▶ WHAT THE TASK REQUIRES
Set down every line of the following records again verbatim, with no changes.
------------------------------------------------------------------------
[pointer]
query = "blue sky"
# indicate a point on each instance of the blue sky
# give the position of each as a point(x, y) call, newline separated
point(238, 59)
------------------------------------------------------------------------
▶ ANSWER FOR THE TASK
[pointer]
query = "blue sky"
# indicate a point on each instance of the blue sky
# give the position of each as a point(x, y) call, newline separated
point(238, 59)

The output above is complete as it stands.